→ **TASK DESCRIPTION**:
Could you render the rows below as a Markdown table with columns "No" and "Line", beginning at the line that contains "Could you point to the arched" and continuing through the last of the rows, leaving out any blank lines?
● ● ● ●
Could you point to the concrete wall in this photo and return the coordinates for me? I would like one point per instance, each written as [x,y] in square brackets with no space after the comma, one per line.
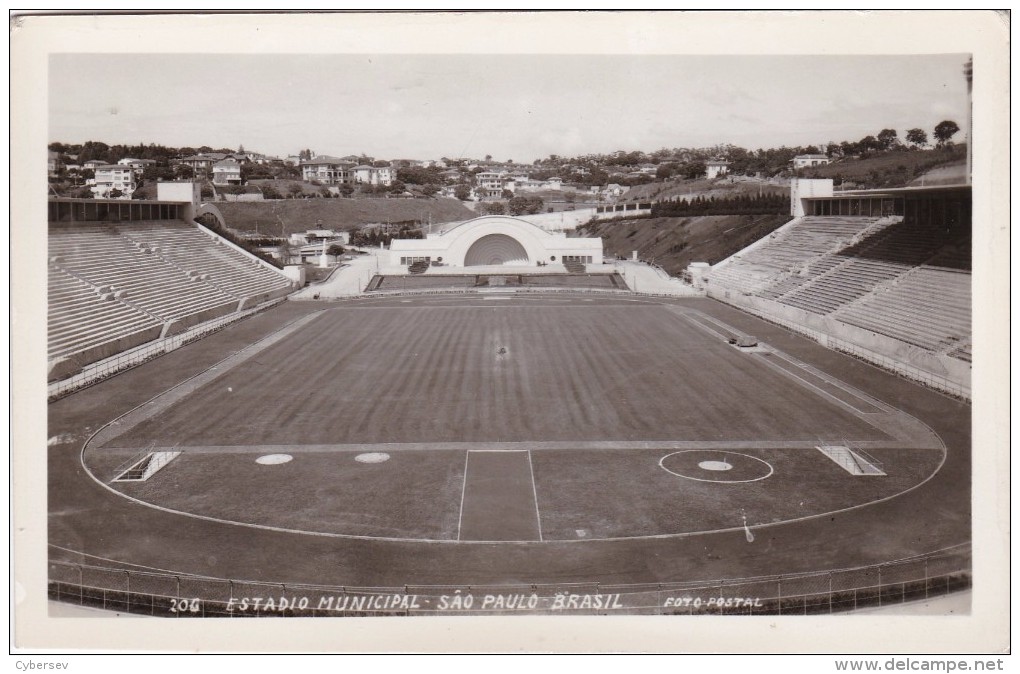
[802,188]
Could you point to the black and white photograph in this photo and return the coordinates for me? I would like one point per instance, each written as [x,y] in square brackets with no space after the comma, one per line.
[678,324]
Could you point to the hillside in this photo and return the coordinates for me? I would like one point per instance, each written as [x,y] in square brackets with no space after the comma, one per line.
[295,215]
[948,174]
[673,243]
[895,168]
[680,189]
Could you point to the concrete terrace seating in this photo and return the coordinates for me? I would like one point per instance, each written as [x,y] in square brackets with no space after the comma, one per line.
[80,318]
[928,307]
[116,286]
[419,267]
[788,252]
[107,260]
[574,267]
[217,264]
[861,268]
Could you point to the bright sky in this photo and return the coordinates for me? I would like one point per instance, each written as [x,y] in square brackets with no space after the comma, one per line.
[519,107]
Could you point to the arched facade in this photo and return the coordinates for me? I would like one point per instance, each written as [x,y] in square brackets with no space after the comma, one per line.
[496,249]
[495,240]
● ● ● ●
→ **TASK RESULT**:
| No | Line |
|---|---|
| 1 | Could you point to the arched facade in this photo and return the coordinates for me? I would like one point per instance, each written as [x,y] in square brackets with no space after the comma, one per line. |
| 2 | [496,249] |
| 3 | [495,240] |